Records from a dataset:

^^^^^^^^^^^^^^^^

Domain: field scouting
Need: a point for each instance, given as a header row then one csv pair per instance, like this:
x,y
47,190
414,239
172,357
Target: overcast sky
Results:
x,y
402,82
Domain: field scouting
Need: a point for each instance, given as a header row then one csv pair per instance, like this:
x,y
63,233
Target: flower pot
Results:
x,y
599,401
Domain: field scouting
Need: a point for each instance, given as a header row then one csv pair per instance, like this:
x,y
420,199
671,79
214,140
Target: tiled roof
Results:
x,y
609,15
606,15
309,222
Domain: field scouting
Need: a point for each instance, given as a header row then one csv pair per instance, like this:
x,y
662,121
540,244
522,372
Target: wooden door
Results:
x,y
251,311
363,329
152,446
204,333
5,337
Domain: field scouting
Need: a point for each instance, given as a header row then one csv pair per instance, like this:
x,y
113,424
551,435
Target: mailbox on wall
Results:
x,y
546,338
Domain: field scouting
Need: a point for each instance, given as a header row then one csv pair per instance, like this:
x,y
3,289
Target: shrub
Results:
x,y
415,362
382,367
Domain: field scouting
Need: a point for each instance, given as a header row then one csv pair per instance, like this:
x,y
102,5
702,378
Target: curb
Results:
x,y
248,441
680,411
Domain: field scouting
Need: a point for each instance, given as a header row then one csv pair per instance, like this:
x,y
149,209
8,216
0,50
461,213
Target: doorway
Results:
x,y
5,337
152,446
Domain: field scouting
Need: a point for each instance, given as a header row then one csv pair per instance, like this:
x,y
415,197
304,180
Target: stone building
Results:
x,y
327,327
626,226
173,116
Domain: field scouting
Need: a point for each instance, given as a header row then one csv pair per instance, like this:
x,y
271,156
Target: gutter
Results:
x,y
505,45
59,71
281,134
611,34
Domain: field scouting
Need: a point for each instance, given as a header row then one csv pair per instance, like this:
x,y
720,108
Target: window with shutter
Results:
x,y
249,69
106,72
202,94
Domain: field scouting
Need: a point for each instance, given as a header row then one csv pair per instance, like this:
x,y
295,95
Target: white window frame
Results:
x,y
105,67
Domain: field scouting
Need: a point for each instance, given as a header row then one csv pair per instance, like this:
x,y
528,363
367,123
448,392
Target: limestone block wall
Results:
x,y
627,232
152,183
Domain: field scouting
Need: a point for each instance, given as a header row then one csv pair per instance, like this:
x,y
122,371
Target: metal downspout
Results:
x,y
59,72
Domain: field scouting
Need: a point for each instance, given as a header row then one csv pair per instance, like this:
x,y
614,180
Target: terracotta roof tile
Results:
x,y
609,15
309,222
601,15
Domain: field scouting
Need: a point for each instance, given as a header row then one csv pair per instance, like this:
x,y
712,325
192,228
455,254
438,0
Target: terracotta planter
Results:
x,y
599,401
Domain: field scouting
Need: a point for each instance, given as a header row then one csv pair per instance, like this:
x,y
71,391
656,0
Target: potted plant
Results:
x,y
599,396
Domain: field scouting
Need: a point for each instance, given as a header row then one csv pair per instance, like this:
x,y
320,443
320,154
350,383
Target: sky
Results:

^^^^^^^^^^^^^^^^

WHAT IS BEING ASKED: Restate the data above word for word, please.

TASK SOLUTION:
Domain: field scouting
Need: a point for each instance, given as a header row then one csv pair per instance, like this:
x,y
47,190
414,239
172,357
Target: overcast sky
Results:
x,y
402,82
Domain: field scouting
Need: a point for each instance, given as a header row then one csv pair per instance, like this:
x,y
63,233
Target: flower pot
Results:
x,y
599,401
Domain: field scouting
Need: a point for each instance, given as a header row then one csv pair per instance, like this:
x,y
420,199
671,79
214,140
Target: tiled roof
Results:
x,y
609,15
606,15
309,222
Domain: field scouting
Need: a point for each instance, given as a header row then one csv pair per instance, like this:
x,y
662,121
540,244
522,372
Target: wooden door
Results:
x,y
251,311
363,329
152,446
204,333
5,337
Domain: field scouting
Need: a point for each instance, given as a header row then one csv pair per instance, like this:
x,y
113,424
551,435
Target: mailbox on wall
Results:
x,y
546,338
Domain: field scouting
Need: a point for each instance, given as a header row then one csv pair per instance, like this:
x,y
3,289
Target: shrub
Results:
x,y
415,362
382,367
Domain: field scouting
Need: a point for each instance, given as a header row then one csv pair per instance, like this:
x,y
102,5
702,378
Target: curb
Results:
x,y
248,441
680,411
Domain: field scouting
Need: a point for each instance, given as a header row then one csv pair per instance, like this:
x,y
149,209
8,216
0,50
461,213
Target: doorway
Results:
x,y
5,337
152,446
Domain: field scouting
Need: a point for each instance, given as a header row then one csv pair per instance, like this:
x,y
415,197
304,180
Target: stone building
Results:
x,y
327,327
626,226
173,116
Domain: field scouting
Need: a point for each instance, given as a header row then one csv pair per instance, like this:
x,y
271,156
Target: gutter
Results:
x,y
505,45
59,71
281,134
611,34
Domain: field scouting
Need: a point for each instance, given as a header row then one csv pair per instance, like this:
x,y
720,108
Target: window with shutter
Results:
x,y
249,69
106,72
202,94
Domain: field scouting
Need: a point for each instance, given as a header row then one csv pair per instance, like this:
x,y
295,95
Target: white window frame
Results:
x,y
105,67
Domain: field scouting
Need: a point for each instance, given as a header row then one csv pair per instance, like this:
x,y
528,363
367,123
448,392
Target: limestone block wall
Results:
x,y
627,232
152,183
Domain: field scouting
Need: a point for each instance, given as a header row then one csv pair per instance, like this:
x,y
122,371
Target: metal downspout
Results:
x,y
59,72
Domain: field scouting
Need: a point for each instance, given as a header row then one csv pair per instance, like this:
x,y
614,180
Target: terracotta roof tile
Results:
x,y
609,15
309,222
601,15
Domain: field scouting
Need: a point for each instance, given as a header row then one csv pair per instance, like this:
x,y
712,325
192,228
455,254
438,0
Target: terracotta planter
Results:
x,y
599,401
Domain: field scouting
Need: a point for each instance, given as a header row then one csv pair per instance, like this:
x,y
71,391
656,0
Target: potted plant
Results:
x,y
599,396
Domain: field scouting
Need: a point for each instance, given as a header row then one csv pair per instance, like this:
x,y
320,443
320,154
350,383
Target: sky
Results:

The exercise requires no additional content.